- EXERCISE DIRECTIONS -
Starting from the line containing "bowl rim, put", give again every line through the end of the entries, word for word. Pictures stay out of the copy.

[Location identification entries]
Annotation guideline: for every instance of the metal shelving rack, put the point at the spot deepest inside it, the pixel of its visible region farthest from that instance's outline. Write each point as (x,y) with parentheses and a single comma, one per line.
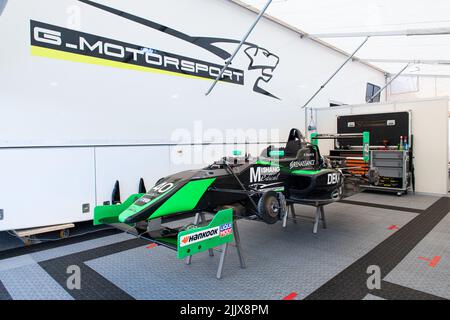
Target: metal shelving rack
(391,164)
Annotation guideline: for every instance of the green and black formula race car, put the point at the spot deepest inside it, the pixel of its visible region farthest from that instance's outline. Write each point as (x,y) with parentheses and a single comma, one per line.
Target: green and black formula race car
(257,187)
(238,187)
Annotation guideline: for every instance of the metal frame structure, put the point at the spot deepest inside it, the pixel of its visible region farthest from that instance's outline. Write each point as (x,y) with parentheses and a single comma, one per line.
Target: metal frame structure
(350,58)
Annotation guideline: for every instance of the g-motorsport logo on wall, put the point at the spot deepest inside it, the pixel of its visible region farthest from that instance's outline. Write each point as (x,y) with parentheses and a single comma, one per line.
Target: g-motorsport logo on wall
(94,47)
(103,50)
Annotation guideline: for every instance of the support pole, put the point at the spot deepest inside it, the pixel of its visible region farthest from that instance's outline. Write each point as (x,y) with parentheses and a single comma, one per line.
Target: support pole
(335,73)
(228,62)
(388,83)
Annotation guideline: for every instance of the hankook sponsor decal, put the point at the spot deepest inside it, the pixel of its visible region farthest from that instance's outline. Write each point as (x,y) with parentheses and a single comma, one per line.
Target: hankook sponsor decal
(220,231)
(61,43)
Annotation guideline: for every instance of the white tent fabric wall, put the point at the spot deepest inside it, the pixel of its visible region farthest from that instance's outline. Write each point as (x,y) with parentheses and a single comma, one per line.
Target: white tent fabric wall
(351,16)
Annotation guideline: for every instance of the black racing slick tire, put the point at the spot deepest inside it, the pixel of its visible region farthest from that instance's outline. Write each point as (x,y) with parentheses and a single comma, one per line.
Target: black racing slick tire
(269,207)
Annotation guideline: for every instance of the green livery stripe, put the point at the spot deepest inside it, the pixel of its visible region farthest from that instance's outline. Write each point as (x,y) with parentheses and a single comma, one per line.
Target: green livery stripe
(134,209)
(268,163)
(307,172)
(110,214)
(184,199)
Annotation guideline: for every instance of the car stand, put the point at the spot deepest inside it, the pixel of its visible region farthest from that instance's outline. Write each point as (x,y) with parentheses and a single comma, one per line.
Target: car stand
(318,217)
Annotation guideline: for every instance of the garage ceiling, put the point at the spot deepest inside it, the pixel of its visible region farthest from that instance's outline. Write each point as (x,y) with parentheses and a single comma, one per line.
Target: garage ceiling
(321,17)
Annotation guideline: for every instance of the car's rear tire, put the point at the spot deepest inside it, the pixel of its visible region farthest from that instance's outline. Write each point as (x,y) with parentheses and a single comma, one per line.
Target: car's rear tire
(269,207)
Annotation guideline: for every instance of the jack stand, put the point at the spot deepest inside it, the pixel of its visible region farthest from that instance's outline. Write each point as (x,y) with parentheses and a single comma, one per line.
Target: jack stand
(237,241)
(290,209)
(320,215)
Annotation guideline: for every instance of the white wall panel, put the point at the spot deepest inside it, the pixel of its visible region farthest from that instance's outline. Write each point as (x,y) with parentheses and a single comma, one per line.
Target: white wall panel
(128,165)
(41,187)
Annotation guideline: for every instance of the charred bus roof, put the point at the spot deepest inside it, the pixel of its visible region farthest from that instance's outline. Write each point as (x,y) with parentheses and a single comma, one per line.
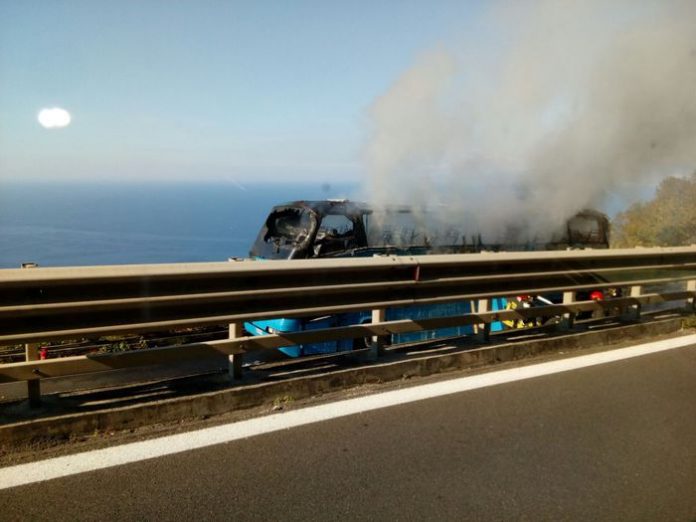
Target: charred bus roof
(321,228)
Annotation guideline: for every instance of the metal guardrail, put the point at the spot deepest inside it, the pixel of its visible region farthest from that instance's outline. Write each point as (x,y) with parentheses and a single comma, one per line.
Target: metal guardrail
(48,304)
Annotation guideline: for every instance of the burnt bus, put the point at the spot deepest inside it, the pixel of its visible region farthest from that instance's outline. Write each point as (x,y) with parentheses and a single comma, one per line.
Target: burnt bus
(342,228)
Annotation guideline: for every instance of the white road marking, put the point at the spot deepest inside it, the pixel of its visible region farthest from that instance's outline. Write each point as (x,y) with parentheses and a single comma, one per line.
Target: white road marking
(118,455)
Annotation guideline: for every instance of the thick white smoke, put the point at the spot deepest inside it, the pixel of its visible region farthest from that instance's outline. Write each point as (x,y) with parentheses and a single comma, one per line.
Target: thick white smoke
(551,107)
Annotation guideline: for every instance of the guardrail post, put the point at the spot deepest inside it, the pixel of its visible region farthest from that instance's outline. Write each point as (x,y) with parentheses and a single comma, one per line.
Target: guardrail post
(234,366)
(691,301)
(379,315)
(568,319)
(483,330)
(632,312)
(31,353)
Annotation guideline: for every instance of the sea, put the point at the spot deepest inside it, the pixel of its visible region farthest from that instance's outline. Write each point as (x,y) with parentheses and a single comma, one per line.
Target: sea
(89,223)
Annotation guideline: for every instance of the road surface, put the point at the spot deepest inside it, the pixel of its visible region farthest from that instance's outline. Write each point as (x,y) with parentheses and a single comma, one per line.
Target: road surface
(608,441)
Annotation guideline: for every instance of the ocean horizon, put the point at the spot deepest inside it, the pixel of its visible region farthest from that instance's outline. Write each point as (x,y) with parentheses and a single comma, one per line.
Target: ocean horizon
(90,223)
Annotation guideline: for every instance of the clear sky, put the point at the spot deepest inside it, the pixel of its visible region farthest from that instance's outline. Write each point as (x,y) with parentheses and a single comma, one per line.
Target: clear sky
(195,90)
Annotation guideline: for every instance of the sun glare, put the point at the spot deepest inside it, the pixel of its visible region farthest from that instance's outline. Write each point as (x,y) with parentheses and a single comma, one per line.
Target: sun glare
(54,118)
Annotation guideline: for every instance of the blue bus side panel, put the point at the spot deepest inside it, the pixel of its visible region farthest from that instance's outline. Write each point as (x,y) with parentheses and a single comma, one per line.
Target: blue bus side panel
(417,312)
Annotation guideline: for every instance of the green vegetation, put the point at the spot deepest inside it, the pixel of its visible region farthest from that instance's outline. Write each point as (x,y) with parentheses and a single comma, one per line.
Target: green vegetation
(669,219)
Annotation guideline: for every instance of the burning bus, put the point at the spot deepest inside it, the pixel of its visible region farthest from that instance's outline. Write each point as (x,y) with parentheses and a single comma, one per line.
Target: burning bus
(342,228)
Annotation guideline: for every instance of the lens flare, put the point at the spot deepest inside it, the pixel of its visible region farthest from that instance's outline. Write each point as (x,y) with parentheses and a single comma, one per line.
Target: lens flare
(54,118)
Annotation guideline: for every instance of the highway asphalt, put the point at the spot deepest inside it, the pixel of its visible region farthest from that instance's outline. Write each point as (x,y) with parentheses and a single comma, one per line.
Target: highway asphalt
(614,441)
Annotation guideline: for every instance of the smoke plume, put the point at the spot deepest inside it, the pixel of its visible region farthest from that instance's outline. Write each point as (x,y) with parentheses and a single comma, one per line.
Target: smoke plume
(544,109)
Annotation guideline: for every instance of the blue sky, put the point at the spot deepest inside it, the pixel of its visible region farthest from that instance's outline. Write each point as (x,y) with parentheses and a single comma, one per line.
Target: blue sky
(197,90)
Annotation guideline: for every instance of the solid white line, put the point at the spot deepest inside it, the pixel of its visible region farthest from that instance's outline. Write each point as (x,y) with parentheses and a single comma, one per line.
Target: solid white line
(118,455)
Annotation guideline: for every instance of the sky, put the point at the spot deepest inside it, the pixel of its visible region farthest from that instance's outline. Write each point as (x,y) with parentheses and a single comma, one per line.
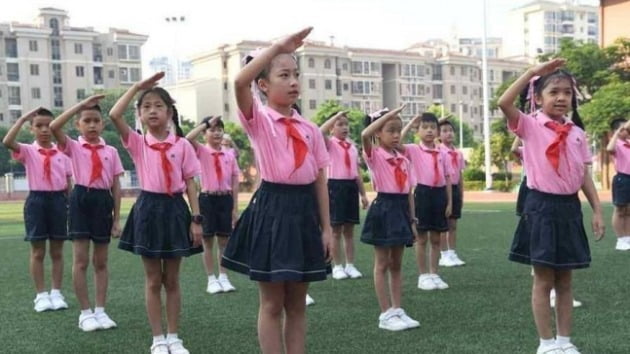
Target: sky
(390,24)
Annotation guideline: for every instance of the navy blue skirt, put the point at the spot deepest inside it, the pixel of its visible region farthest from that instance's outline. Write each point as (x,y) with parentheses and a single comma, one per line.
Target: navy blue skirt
(158,226)
(278,236)
(343,195)
(621,189)
(551,233)
(388,222)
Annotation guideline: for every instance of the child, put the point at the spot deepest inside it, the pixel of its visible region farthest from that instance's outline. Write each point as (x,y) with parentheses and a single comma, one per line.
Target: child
(619,149)
(94,205)
(556,158)
(448,256)
(218,200)
(45,212)
(344,186)
(159,223)
(283,240)
(388,224)
(432,195)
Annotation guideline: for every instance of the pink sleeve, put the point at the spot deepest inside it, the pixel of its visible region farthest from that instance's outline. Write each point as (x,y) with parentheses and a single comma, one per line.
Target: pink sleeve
(190,164)
(133,144)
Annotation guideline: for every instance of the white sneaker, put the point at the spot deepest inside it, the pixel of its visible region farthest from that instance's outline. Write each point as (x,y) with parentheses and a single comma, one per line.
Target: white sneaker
(309,300)
(389,321)
(352,271)
(42,303)
(159,348)
(226,286)
(58,301)
(339,273)
(176,346)
(88,323)
(439,283)
(569,348)
(214,287)
(104,320)
(409,322)
(426,283)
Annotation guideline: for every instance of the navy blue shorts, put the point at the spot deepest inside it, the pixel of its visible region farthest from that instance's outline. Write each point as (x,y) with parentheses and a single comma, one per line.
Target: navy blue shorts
(343,196)
(551,233)
(91,214)
(217,214)
(46,216)
(388,222)
(430,206)
(621,189)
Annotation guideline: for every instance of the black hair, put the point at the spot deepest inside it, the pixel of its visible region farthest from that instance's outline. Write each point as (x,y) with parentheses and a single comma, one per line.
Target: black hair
(170,103)
(542,82)
(428,117)
(616,123)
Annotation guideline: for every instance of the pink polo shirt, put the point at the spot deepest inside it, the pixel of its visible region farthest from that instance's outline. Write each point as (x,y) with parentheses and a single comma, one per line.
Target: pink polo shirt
(621,156)
(540,173)
(338,168)
(274,149)
(457,165)
(383,172)
(33,161)
(82,163)
(209,176)
(421,158)
(148,162)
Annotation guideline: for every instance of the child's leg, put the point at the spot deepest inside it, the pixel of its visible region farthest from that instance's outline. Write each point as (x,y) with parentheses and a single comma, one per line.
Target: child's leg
(435,252)
(208,262)
(564,302)
(101,276)
(543,283)
(173,295)
(382,259)
(80,261)
(295,317)
(395,275)
(348,236)
(421,253)
(38,252)
(56,256)
(337,229)
(270,316)
(152,290)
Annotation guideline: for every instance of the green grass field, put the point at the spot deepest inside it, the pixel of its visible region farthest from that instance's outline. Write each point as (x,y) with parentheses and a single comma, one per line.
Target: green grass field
(486,310)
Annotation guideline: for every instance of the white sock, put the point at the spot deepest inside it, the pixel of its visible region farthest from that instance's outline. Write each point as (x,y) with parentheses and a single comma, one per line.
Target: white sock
(547,342)
(560,340)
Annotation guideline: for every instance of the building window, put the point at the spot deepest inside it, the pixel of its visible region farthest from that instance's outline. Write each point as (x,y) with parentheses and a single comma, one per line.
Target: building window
(14,96)
(32,46)
(13,72)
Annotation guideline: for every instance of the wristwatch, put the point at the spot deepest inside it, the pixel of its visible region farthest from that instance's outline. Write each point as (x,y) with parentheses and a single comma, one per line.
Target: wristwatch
(197,219)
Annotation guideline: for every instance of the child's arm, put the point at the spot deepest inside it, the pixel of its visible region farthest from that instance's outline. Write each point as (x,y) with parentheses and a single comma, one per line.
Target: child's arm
(56,126)
(195,229)
(588,187)
(9,139)
(117,112)
(506,101)
(374,127)
(321,193)
(116,195)
(249,72)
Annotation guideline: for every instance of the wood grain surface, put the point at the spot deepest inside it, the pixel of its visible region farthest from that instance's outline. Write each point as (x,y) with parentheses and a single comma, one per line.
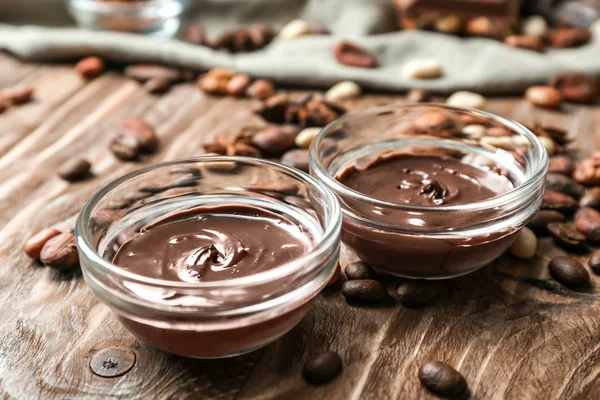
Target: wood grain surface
(510,329)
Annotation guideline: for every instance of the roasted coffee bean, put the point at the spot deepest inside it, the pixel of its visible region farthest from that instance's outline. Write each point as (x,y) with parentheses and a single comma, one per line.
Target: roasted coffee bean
(587,221)
(275,140)
(238,85)
(563,38)
(260,90)
(60,252)
(366,290)
(90,67)
(569,272)
(157,85)
(595,262)
(591,198)
(33,246)
(544,96)
(539,223)
(352,55)
(323,367)
(144,72)
(418,96)
(564,184)
(417,293)
(359,270)
(441,378)
(534,43)
(296,158)
(567,236)
(559,202)
(563,165)
(74,169)
(576,87)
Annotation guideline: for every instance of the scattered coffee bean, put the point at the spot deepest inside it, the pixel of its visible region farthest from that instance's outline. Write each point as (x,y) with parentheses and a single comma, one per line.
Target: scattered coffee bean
(74,169)
(323,367)
(539,223)
(525,246)
(423,68)
(544,96)
(587,221)
(60,252)
(418,96)
(359,270)
(343,91)
(417,293)
(296,158)
(464,99)
(561,164)
(260,90)
(90,67)
(567,236)
(591,198)
(569,272)
(275,140)
(33,246)
(366,290)
(559,202)
(441,378)
(564,184)
(352,55)
(238,85)
(576,87)
(595,262)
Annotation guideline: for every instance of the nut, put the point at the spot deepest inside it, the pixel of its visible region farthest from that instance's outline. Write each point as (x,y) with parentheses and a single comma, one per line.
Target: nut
(525,246)
(464,99)
(342,91)
(423,68)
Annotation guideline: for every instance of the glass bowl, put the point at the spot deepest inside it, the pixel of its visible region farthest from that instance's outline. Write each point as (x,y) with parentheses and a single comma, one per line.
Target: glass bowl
(219,318)
(157,17)
(438,241)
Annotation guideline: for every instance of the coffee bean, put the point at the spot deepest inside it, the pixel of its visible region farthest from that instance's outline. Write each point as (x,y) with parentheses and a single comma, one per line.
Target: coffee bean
(238,85)
(296,158)
(587,221)
(591,198)
(366,290)
(544,96)
(569,272)
(260,90)
(567,236)
(576,87)
(323,367)
(595,262)
(417,293)
(275,140)
(559,202)
(33,246)
(539,223)
(564,184)
(352,55)
(418,96)
(561,164)
(60,252)
(441,378)
(359,270)
(525,246)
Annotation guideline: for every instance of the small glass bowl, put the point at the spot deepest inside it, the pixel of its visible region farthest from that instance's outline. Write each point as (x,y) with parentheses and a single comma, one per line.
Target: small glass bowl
(432,242)
(209,319)
(156,17)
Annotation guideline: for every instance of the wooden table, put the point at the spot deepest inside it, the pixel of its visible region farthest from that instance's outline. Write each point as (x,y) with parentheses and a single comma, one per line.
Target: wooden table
(511,330)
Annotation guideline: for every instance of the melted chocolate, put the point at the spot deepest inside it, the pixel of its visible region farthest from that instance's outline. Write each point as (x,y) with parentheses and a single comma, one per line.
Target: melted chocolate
(211,244)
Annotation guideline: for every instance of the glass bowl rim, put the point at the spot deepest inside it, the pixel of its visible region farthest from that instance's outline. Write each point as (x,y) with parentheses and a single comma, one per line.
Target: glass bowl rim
(330,235)
(539,163)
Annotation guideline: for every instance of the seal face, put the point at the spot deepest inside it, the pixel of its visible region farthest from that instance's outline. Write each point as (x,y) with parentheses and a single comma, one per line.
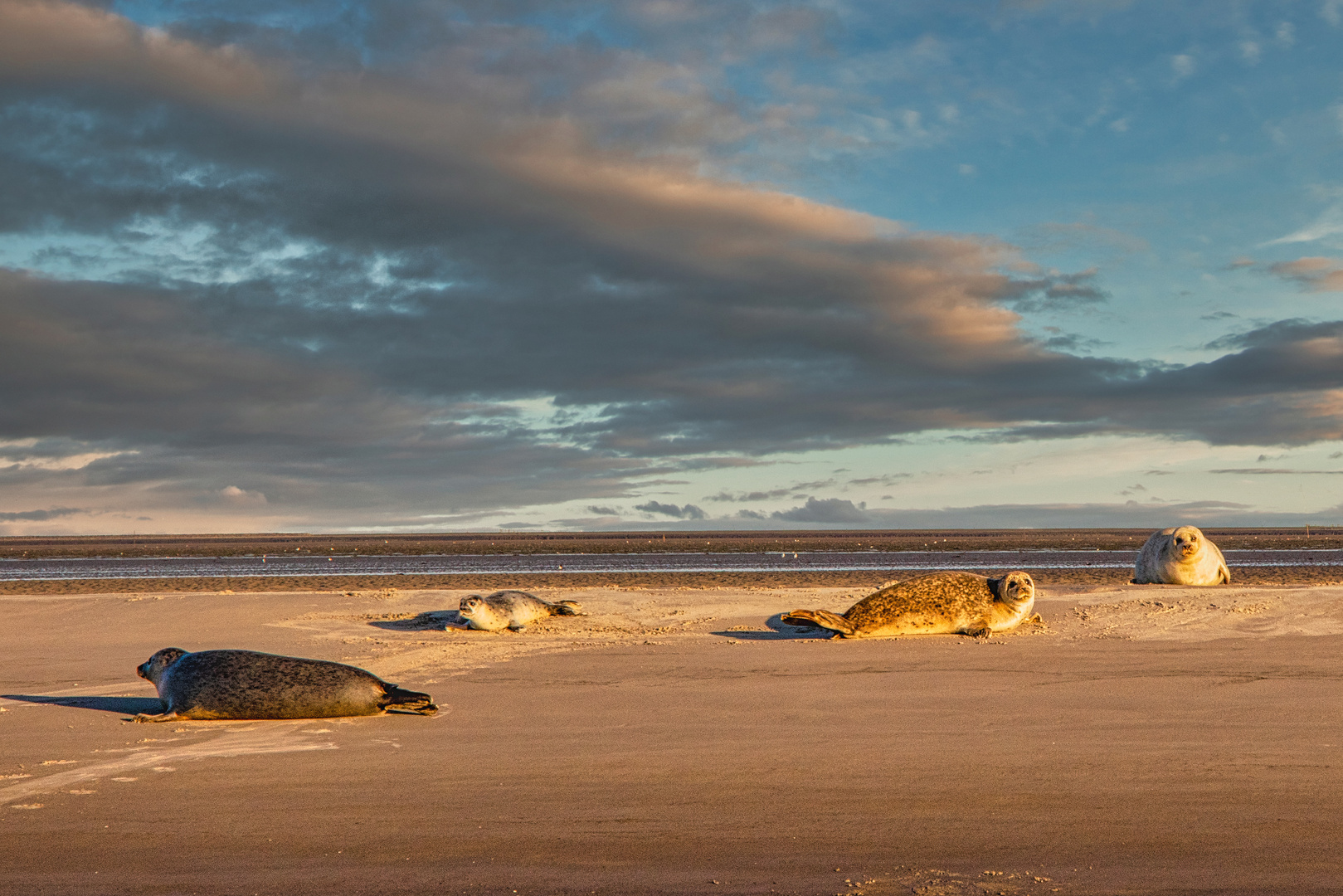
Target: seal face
(935,603)
(1180,555)
(512,610)
(246,684)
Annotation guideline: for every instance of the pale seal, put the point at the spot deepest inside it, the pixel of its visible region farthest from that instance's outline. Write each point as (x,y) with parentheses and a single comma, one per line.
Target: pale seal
(1180,555)
(935,603)
(246,684)
(512,610)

- REPLY -
Annotation guideline: for every instance of the glass bowl rim, put the point at the spot deepest inside it, the pixel of its visible region farthest from that instance's outline. Write each point as (x,y) with parentheses and a single comma, one per line.
Target: glass bowl rim
(330,235)
(539,163)
Annotation guideline: for every instance of the seal face, put the point at the spot deepest inside it, the pixel of its visible region farthest from that instance's outline. Write each point as (x,y) with parentheses and a single comma, one per line.
Target: seal face
(935,603)
(1180,555)
(512,610)
(246,684)
Annotation guideline: for every instance of the pale seal, put the point at the spot deepest inside it, the pixel of its visible region farthest from that instance's outline. Write each point as (x,y) with parentheses and a single comma, one per line.
Target: pale seal
(1180,555)
(935,603)
(246,684)
(512,610)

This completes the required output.